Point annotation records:
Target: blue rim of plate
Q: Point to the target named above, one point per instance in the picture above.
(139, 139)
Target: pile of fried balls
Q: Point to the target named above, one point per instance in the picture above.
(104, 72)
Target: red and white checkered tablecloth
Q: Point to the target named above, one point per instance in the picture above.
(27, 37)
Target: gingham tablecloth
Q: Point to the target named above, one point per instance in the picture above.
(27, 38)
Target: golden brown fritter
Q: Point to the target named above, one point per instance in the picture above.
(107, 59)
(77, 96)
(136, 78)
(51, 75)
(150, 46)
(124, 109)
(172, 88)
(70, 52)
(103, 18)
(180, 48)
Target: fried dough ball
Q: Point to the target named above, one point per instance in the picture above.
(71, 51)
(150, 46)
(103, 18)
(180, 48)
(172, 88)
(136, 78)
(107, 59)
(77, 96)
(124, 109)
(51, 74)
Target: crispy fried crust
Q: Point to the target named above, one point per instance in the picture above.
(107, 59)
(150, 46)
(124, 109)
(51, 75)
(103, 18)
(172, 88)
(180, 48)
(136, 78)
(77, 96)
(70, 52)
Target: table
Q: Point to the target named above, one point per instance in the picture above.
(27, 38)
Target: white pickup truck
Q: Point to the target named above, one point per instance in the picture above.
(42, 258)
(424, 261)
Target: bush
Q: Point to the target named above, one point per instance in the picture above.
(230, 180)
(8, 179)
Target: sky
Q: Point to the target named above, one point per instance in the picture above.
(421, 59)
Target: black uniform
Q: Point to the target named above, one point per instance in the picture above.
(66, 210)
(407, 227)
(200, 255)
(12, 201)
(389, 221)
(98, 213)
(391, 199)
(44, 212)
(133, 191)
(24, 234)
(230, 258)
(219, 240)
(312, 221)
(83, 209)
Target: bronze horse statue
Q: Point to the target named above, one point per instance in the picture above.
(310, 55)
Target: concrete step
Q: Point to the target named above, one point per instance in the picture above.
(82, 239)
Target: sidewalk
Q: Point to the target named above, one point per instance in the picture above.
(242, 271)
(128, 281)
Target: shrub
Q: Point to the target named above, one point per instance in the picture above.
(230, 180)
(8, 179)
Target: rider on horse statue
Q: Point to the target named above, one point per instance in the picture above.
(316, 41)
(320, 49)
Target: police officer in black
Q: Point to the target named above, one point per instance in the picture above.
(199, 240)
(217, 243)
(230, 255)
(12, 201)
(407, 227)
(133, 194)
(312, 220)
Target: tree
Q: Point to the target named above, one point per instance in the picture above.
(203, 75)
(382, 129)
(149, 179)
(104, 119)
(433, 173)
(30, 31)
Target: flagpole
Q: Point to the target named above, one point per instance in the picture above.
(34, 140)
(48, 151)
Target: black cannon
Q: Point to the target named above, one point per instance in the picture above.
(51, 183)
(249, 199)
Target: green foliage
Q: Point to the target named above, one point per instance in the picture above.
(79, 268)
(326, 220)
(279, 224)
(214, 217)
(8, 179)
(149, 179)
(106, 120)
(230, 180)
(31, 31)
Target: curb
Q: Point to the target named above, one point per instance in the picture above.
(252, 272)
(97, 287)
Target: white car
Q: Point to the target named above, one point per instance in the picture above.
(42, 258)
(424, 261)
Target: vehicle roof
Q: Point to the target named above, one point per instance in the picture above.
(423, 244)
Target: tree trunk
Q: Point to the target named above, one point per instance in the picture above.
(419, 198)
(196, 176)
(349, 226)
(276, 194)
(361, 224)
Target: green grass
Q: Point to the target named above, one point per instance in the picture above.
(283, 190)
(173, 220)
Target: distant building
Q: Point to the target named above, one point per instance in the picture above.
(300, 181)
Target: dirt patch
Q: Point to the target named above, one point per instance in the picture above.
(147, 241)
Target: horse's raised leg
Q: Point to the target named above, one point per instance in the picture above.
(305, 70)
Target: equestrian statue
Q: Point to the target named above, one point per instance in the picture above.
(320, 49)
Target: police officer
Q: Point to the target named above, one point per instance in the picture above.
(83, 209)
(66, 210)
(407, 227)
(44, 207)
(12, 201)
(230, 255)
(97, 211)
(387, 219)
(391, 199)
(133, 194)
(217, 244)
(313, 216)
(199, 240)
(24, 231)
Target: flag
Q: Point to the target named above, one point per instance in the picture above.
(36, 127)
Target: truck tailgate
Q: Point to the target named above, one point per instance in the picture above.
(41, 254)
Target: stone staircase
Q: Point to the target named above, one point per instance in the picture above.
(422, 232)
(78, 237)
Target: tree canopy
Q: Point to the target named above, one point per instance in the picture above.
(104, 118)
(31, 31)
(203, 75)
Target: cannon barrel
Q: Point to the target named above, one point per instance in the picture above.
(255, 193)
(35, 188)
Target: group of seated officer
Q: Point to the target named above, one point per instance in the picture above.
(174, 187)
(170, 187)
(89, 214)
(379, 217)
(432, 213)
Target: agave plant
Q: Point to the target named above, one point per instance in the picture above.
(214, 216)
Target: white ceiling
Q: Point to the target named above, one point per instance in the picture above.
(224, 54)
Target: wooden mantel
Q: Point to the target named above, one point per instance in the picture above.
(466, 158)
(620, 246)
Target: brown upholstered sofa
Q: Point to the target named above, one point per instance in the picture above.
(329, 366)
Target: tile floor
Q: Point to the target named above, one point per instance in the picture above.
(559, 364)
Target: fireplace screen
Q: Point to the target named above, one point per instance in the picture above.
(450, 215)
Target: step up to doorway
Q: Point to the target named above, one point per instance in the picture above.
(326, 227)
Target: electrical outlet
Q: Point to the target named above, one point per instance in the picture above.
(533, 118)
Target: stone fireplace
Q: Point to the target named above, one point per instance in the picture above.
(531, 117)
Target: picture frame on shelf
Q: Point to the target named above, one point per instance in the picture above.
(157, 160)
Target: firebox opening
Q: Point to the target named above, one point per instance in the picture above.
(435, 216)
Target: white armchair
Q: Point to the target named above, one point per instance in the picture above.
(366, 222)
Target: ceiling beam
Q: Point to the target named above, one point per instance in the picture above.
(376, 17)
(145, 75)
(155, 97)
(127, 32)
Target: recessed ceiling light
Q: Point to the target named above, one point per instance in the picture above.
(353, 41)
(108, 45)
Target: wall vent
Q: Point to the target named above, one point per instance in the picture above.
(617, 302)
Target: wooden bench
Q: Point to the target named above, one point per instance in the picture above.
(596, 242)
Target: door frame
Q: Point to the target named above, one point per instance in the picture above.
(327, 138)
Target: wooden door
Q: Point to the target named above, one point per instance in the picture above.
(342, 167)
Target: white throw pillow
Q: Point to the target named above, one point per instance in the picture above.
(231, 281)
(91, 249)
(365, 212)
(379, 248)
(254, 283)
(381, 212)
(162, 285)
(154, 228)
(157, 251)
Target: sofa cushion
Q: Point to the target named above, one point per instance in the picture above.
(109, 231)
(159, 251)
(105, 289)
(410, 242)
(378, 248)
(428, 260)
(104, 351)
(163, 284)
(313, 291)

Task goal:
Print all of the entries exactly as they are written.

Written answer:
Target: blue rim of plate
Q: Point to the target named above, one point per instance in the picture above.
(139, 139)
Target: pile of fried balls
Q: Point to the target named above, one point per instance in the picture above.
(104, 72)
Target: red and white checkered tablecloth
Q: Point to the target named above, one point per instance in the picture above.
(27, 37)
Target: gingham tablecloth
Q: Point to the target named above, one point per instance in the picture above.
(27, 38)
Target: golden brown fritter
Q: Point to the target named above, one point per instance in the picture above.
(107, 59)
(77, 96)
(136, 78)
(51, 75)
(150, 46)
(124, 109)
(172, 88)
(70, 52)
(103, 18)
(180, 48)
Target: fried dough ball
Q: Point to the target named above, one point per instance in the picture above.
(71, 51)
(150, 46)
(103, 18)
(180, 48)
(172, 88)
(136, 78)
(107, 59)
(77, 96)
(124, 109)
(51, 74)
Target: crispy fried crust
Q: Point to the target named above, one point per instance in the picture above.
(107, 59)
(150, 46)
(124, 109)
(51, 75)
(103, 18)
(172, 88)
(180, 48)
(136, 78)
(77, 96)
(70, 52)
Target: table
Q: Point to the target named above, one point per instance in the picture above.
(27, 38)
Target: white pickup truck
Q: Point to the target named above, one point per instance in the picture above.
(42, 258)
(424, 261)
Target: bush
Q: Point to the target named above, one point per instance in the picture above.
(230, 180)
(8, 179)
Target: sky
Q: Point to the target named above, one point per instance in the picture above.
(421, 59)
Target: black uniform
Q: Point to the target named above, one point per instance in the picture above.
(66, 210)
(407, 227)
(200, 255)
(12, 201)
(389, 221)
(98, 213)
(391, 199)
(44, 212)
(133, 191)
(24, 234)
(230, 258)
(219, 240)
(312, 221)
(83, 209)
Target: bronze horse statue
Q: Point to the target named above, one point per instance in the picture above.
(310, 55)
Target: concrete step
Q: Point to the target named above, one point per instance in the picture above.
(82, 239)
Target: sidewalk
Q: Point to the target named above, one point per instance in the picture above.
(242, 271)
(128, 281)
Target: shrub
Q: Point to the target named above, one point per instance in the picture above.
(230, 180)
(8, 179)
Target: rider on horse statue
Q: Point to the target named above, one point per instance in the picture above.
(316, 41)
(320, 49)
Target: police officer in black
Q: Point to the target named above, one point per instance in the picture above.
(199, 240)
(217, 243)
(230, 255)
(12, 201)
(407, 227)
(133, 194)
(312, 220)
Target: tree
Q: Point to the target named above, one point per instance in the picture above.
(203, 75)
(382, 129)
(149, 179)
(104, 119)
(433, 173)
(30, 31)
Target: flagpole
Q: Point to the target named above, one point per instance in the picture above.
(34, 140)
(48, 151)
Target: black cannon
Q: Point to the target named above, one point per instance in the picture above.
(51, 183)
(249, 199)
Target: green foliage
Q: Point to the target named above, one point per instance in the picture above.
(79, 268)
(326, 220)
(279, 224)
(214, 217)
(8, 179)
(149, 179)
(106, 120)
(230, 180)
(31, 31)
Target: curb
Q: Point to the target named above, one point per instance in the picture above.
(252, 272)
(97, 287)
Target: white car
Q: Point to the target named above, one point per instance in the picture above.
(42, 258)
(424, 261)
Target: vehicle roof
Q: Point to the target named above, one point per instance in the picture above.
(423, 244)
Target: tree trunk
Q: Point to the target named above, one point per instance in the picture above.
(419, 198)
(196, 176)
(349, 226)
(276, 194)
(361, 224)
Target: green grass
Q: Point to the target named above, one point per instance in the picture above.
(283, 190)
(173, 220)
Target: distant building
Q: Point to the target named above, one point per instance in the picture above.
(300, 181)
Target: dirt patch
Q: Point to the target named above, one point per instance in the picture above.
(147, 241)
Target: horse's raised leg
Q: Point to the target named above, one point per instance in the picture above.
(305, 70)
Target: equestrian statue
Q: Point to the target named above, one point per instance in the picture above.
(320, 49)
Target: police officer
Q: Point to the target named above, one point per instance in the picture above.
(83, 209)
(66, 210)
(407, 227)
(44, 207)
(12, 201)
(230, 255)
(97, 211)
(387, 219)
(391, 199)
(133, 194)
(217, 244)
(313, 216)
(199, 240)
(24, 231)
Target: flag
Q: Point to the target named above, one point per instance in the picture above.
(36, 127)
Target: truck tailgate
Q: Point to the target named above, one point per instance in the picture above.
(41, 254)
Target: stone staircase
Q: Point to the target named above, one point per instance in the picture above.
(422, 232)
(78, 237)
Target: tree canopy
Q: Point to the target named above, one point per instance in the picture above.
(104, 118)
(31, 31)
(203, 75)
Target: cannon barrel
Q: Point to the target named above, one point per instance in the picture above.
(255, 193)
(35, 188)
Target: group of seated officer
Q: Point to the target named above, one point per instance in the picture above.
(174, 187)
(170, 187)
(89, 214)
(379, 217)
(432, 213)
Target: agave plant
Q: Point to the target named above, one point per instance in the picture above.
(214, 216)
Target: white ceiling
Q: Point to the target named above, one point per instance in the picture above.
(224, 54)
Target: wooden mantel
Q: Point to the target named above, one point per instance in the picture above.
(466, 158)
(620, 246)
Target: brown upholstered sofa
Q: Point to the target named above, one point per instance in the picture above.
(329, 366)
Target: tile floor
Q: Point to the target named above, one point per instance in the picture above.
(559, 364)
Target: fireplace screen
Q: Point to the target named above, one point per instance in the picture above.
(450, 215)
Target: step up to doorway
Q: Point to the target named above, one point per instance in the picture above.
(326, 227)
Target: electrical outlet
Q: Point to the target named above, one point per instance in the picture above.
(533, 118)
Target: stone fireplace
Q: Point to the target named above, one point per instance in the picture above.
(531, 117)
Target: picture frame on shelf
Q: Point to the target named above, one point per instance in the picture above.
(157, 160)
Target: firebox opening
Q: Point to the target named above, one point per instance in the picture above.
(435, 216)
Target: white armchair
Q: Point to the target named above, one point per instance in the picture above.
(366, 222)
Target: ceiling beam
Q: Point to the target named above, one point per instance in the picture above.
(376, 17)
(145, 75)
(155, 97)
(127, 32)
Target: recessed ceiling light
Q: Point to the target named above, one point per instance in the picture above.
(353, 41)
(108, 45)
Target: wall vent
Q: Point to the target named above, one point per instance in the picture above.
(617, 302)
Target: wooden bench
Q: Point to the target named above, one point per instance in the picture above.
(596, 242)
Target: door frame
Q: Point to the target named above, one point per instance in the picture above.
(327, 138)
Target: wooden door
Q: Point to the target named above, one point per instance in the picture above.
(342, 167)
Target: white throw pillow
Q: Point to the target named above, one point per instance in the picture above.
(231, 281)
(91, 249)
(365, 212)
(379, 248)
(254, 283)
(381, 212)
(162, 285)
(154, 228)
(157, 251)
Target: sofa cushion
Q: Point to the target named above, one point per instance in the picture above.
(109, 231)
(159, 251)
(105, 289)
(410, 242)
(378, 248)
(428, 260)
(104, 351)
(163, 284)
(313, 291)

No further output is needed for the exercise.